Thursday, Oct 6, 2011
The 10 things we learn from the lame future shock that is this latest kiddie-oriented action adventure.

Get ready to have your sons/nephews/classmates/local neighborhood kids going gonzo for Real Steel, the latest lame cinematic statement from that motion picture antichrist, Shawn Levy. As the man responsible for the reprehensible Night at the Museum films, as well as the equally awful Pink Panther remake, his mangled Midas touch remains intact. Though horribly uneven and spotty in both an action and/or adventure sense, this otherwise cracked crowdpleaser will have those prone to snips and snails and puppy dog tails running to their local Wal-Mart to lap up the latest battling robot action figures. And when the video game comes out - especially for the motion control possibilities of the Wii and Kinect - a whole new generation of console coach potatoes will be born.

### WRITTEN TASK A
From the listing, repeat verbatim every line from the line with "Exercise. Find the dark" up to and including the line with "pixel 362 435".

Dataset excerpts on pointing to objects
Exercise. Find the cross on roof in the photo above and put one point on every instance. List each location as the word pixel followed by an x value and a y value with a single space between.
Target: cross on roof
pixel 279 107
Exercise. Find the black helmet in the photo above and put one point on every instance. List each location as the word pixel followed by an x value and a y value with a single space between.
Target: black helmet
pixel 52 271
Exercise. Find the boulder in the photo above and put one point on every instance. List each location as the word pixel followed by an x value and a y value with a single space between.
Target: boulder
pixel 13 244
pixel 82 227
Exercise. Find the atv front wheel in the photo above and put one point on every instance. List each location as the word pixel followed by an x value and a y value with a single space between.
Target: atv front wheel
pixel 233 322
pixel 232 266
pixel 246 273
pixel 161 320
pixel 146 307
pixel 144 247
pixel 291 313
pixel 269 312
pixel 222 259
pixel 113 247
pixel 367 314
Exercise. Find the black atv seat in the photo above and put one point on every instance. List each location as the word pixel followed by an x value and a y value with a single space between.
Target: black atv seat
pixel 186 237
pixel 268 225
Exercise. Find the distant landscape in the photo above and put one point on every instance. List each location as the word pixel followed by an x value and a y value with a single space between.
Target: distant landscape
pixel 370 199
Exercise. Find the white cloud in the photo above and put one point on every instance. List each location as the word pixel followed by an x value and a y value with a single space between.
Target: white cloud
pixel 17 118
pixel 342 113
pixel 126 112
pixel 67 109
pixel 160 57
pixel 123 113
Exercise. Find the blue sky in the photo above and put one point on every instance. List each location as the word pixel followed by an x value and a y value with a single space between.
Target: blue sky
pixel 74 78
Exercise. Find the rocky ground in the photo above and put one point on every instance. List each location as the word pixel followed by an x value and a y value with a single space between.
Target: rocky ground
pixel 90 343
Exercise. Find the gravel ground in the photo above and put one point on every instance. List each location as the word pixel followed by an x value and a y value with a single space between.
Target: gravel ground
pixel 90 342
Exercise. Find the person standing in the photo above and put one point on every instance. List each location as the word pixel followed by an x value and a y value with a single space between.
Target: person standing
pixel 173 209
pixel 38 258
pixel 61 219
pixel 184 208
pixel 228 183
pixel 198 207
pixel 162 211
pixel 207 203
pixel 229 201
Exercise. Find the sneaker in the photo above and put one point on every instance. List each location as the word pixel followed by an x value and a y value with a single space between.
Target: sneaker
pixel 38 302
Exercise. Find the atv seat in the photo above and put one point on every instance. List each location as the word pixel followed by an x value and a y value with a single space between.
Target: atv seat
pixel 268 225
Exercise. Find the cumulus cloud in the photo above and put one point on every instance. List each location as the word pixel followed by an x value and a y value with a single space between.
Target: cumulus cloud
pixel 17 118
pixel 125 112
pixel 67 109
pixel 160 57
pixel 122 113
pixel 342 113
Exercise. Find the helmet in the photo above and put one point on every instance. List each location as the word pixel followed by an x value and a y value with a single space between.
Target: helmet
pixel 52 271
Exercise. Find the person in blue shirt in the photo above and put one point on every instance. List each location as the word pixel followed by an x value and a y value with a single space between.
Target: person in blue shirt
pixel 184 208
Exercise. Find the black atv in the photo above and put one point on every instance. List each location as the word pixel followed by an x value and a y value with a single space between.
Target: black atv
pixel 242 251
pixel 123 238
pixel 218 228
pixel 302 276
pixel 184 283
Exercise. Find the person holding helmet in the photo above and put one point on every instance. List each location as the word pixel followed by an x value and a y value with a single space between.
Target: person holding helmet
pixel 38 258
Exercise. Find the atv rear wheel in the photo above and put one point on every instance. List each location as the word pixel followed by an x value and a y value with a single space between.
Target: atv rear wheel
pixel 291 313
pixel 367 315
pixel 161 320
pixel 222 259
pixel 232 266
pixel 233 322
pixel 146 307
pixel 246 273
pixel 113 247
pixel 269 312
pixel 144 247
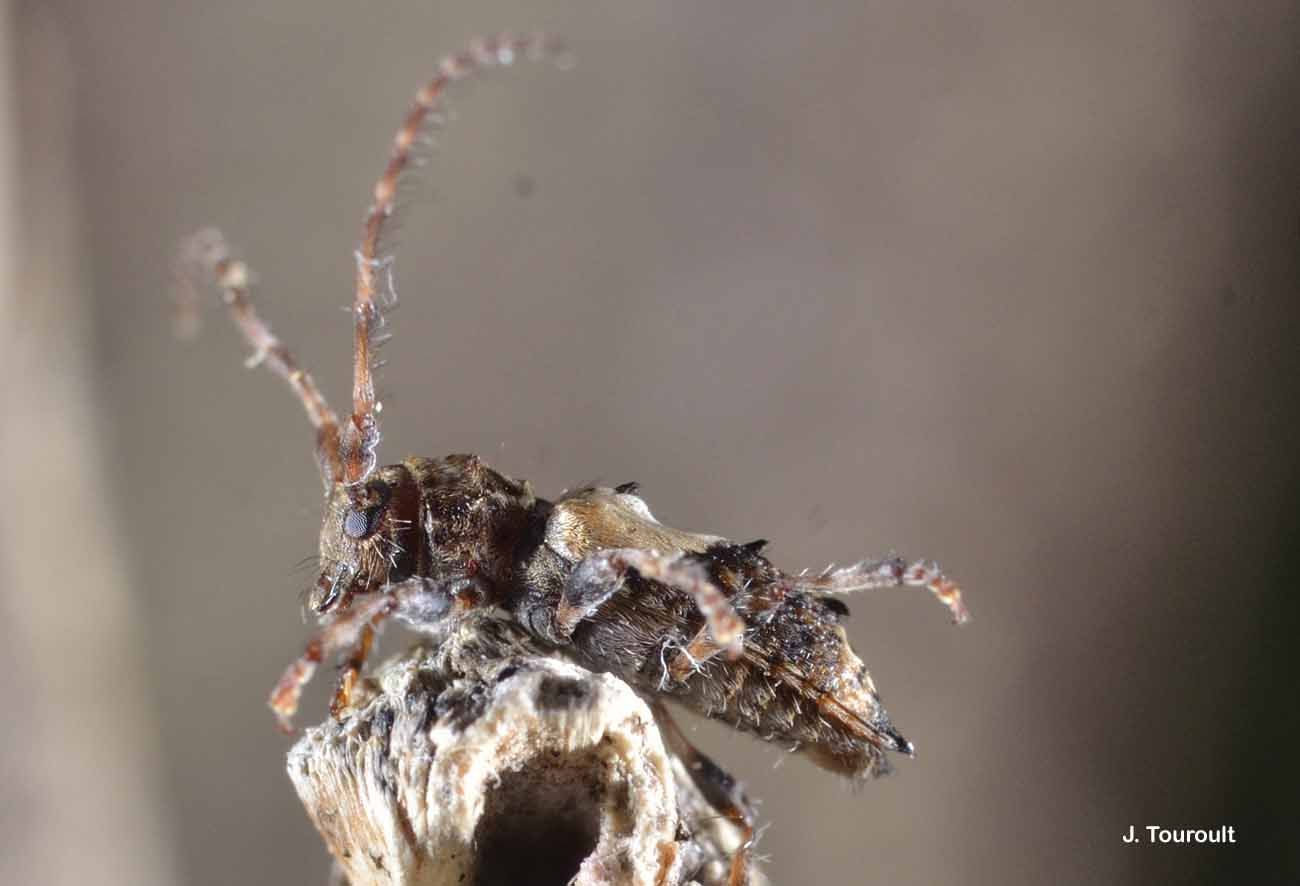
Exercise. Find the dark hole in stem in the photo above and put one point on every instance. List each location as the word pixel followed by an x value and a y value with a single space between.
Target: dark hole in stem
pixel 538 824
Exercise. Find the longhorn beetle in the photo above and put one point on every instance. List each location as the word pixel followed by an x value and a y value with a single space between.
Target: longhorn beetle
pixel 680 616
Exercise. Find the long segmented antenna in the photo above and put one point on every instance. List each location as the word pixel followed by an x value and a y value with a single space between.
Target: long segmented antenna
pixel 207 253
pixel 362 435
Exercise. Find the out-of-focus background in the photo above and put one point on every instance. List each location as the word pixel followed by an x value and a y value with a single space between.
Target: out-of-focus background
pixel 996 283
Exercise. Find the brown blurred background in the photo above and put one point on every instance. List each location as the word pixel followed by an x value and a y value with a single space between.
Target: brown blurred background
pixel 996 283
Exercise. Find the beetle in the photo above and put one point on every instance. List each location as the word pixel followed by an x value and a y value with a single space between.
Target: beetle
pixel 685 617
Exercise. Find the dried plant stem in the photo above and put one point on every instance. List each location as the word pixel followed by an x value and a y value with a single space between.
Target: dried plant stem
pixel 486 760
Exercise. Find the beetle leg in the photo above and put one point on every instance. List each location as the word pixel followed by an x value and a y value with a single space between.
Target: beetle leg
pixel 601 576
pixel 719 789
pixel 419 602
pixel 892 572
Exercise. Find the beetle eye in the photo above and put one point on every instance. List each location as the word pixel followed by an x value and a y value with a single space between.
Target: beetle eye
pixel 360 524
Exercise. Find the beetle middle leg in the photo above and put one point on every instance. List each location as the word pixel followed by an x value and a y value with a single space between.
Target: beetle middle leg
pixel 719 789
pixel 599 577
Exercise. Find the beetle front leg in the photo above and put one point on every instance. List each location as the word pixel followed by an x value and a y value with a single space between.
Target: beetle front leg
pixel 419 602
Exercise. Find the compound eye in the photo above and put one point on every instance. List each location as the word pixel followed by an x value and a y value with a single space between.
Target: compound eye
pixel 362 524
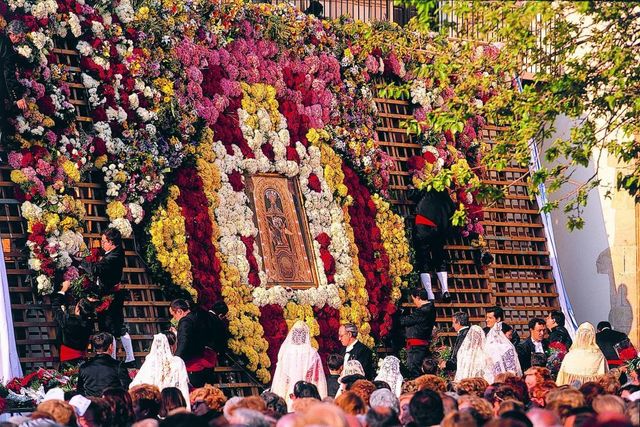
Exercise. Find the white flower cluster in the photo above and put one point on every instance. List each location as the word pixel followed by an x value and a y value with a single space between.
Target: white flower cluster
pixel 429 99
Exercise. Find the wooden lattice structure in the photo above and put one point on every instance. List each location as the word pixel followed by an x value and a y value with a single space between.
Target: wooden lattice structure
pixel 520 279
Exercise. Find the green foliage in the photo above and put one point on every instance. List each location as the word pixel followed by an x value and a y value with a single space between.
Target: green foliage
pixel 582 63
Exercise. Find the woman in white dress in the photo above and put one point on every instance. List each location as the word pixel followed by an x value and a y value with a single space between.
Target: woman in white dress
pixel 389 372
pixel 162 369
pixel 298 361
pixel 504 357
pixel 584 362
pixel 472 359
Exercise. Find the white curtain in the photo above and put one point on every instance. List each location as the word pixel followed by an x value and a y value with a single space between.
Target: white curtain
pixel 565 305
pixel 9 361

### WRITTEN TASK B
According to the Real Steel review, which works is Shawn Levy responsible for?

### WRITTEN ANSWER A
Exercise. Find the dark hole in stem in the photo above and put one point on every instance. List each location as the word pixel followed by an x value and a y value with a single space between.
Target: dark hole in stem
pixel 538 824
Exercise. Find the longhorn beetle in the photo above and put one point on every instance. List each location as the word pixel followed by an x value and a y value with a single space between.
Target: longhorn beetle
pixel 680 616
Exercise. Find the long segmented antenna in the photo above and put one point on every instance. List each location as the word pixel followed by an x value and a y value with a single space between.
Target: long segmented antenna
pixel 207 253
pixel 362 435

### WRITTEN ANSWER B
The Night at the Museum films and the Pink Panther remake.